**** EXTRAIT DU DOCUMENT
6. Il appert des pièces auxquelles la Cour peut avoir égard que, sur requête du demandeur I, Me Gert Warson, avocat au barreau de Bruxelles, a été désigné, par décision du juge d'instruction du 6 novembre 2015, mandataire ad hoc pour la défenderesse 32 en vue de la représenter dans cette procédure pénale. Il ne ressort pas de ces pièces que le mandataire ad hoc a été déchargé de sa mission. Il n'est pas établi que les actes de pourvoi des demandeurs I et II ont été signifiés, en ce qui concerne la défenderesse 32, à ce mandataire ad hoc.
7. La fin de non-recevoir des pourvois des demandeurs I et II est accueillie en ce qui concerne la défenderesse 32.

8. Dans la mesure où ils se rapportent à la défenderesse 32, il n'y a pas lieu de répondre aux moyens des demandeurs I et II.

Sur les moyens du demandeur I :

Sur le deuxième moyen :

9. Le moyen est pris de la violation des articles 6, § 1er, de la Convention de sauvegarde des droits de l'homme et des libertés fondamentales, 14, § 1er, du Pacte international relatif aux droits civils et politiques et 27, § 1er, de la loi du [10] avril 2014 modifiant diverses dispositions en vue d'établir un registre national des experts judiciaires et établissant un registre national des traducteurs, interprètes et traducteurs-interprètes jurés, ainsi que de la méconnaissance du principe général du droit relatif au respect des droits de la défense : la procédure est nulle du fait que l'interprète F. D. a prêté, à l'audience publique du 27 juin 2017, le serment énoncé à l'article 282 abrogé du Code d'instruction criminelle et non le serment obligatoire visé à l'article 27 de la loi du [10] avril 2014, qui doit être prêté à l'issue de la mission ; le demandeur I s'étant trouvé dans l'impossibilité d'opposer cette nullité avant la clôture des débats, cette irrégularité ne peut être couverte par l'arrêt.
********
**** ENTRÉES FOURNIES
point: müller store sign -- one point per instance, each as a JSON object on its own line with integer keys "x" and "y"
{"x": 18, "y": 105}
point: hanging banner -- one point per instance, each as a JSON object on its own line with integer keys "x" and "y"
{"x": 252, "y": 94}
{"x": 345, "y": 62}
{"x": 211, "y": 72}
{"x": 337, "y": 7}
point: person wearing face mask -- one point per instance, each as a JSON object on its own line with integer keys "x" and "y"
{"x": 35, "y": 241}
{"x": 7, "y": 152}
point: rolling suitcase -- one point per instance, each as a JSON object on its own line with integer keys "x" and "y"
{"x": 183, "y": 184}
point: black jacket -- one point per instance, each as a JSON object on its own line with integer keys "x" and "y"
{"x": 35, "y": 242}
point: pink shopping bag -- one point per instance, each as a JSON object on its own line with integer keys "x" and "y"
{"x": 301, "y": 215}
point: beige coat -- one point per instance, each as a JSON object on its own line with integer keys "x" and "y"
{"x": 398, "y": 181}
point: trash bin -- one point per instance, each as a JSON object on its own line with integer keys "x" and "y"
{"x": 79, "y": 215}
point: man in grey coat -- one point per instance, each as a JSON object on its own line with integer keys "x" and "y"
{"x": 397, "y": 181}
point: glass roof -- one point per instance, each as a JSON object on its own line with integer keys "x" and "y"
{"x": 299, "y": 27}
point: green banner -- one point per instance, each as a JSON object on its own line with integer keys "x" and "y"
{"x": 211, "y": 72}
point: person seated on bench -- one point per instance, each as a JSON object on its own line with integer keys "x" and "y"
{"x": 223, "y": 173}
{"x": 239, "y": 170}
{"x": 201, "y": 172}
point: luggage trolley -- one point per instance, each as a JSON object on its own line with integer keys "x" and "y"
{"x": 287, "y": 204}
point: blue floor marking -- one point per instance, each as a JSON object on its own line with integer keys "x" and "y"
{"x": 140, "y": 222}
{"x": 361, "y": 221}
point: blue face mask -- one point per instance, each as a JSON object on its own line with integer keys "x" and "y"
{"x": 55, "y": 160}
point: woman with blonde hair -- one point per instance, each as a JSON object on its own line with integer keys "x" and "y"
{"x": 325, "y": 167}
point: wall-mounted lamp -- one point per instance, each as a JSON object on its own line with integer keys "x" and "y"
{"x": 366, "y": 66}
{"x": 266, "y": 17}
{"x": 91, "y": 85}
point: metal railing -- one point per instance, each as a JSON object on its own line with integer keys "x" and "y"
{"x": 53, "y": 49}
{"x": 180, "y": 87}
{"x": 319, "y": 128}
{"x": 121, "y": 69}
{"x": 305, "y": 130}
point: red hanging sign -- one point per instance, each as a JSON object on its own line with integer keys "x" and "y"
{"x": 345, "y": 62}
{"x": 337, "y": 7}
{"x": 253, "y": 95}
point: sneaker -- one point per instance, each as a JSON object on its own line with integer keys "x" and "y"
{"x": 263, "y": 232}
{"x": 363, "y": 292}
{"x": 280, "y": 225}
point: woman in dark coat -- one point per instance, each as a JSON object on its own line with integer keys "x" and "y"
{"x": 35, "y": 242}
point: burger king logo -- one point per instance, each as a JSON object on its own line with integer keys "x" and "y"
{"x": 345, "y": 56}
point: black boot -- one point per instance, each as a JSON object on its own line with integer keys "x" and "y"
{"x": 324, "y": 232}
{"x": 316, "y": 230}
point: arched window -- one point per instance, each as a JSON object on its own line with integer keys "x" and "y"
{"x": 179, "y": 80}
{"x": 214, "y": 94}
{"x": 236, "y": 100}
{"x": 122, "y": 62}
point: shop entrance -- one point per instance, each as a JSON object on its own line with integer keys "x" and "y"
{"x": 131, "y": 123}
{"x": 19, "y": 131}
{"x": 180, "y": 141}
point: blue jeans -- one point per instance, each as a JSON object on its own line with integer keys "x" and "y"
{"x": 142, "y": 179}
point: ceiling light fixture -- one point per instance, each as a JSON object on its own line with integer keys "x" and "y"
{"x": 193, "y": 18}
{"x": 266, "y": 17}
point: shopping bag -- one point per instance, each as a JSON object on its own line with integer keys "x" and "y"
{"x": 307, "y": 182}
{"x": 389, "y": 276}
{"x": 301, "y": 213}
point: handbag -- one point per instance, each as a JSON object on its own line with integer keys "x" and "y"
********
Prolongez l'extrait de l'arrêt de la Cour au-delà de sa dernière phrase.

• _RÉPONSE_:
10. Le serment prêté par un interprète est régulier, même s'il n'est pas énoncé littéralement dans les termes prescrits à l'article 27 de la loi du 10 avril 2014, pour autant qu'il ait la même signification que le serment prescrit et impose à l'interprète les mêmes obligations.

Dans la mesure où il est déduit d'une autre prémisse juridique, le moyen manque en droit.

11. Il ressort du procès-verbal de l'audience du 27 juin 2017 que l'interprète n'a pas prêté le serment visé à l'article 27 de la loi du 10 avril 2014, mais le serment tel que prescrit par l'article 282 du Code d'instruction criminelle, dans sa version applicable jusqu'au 1er juin 2017.

Bien que leur formulation ne soit pas identique, ces deux serments ont la même portée et imposent à l'interprète les mêmes obligations.

Dans cette mesure, le moyen ne peut être accueilli.
(...)
Sur les moyens du demandeur II
(...)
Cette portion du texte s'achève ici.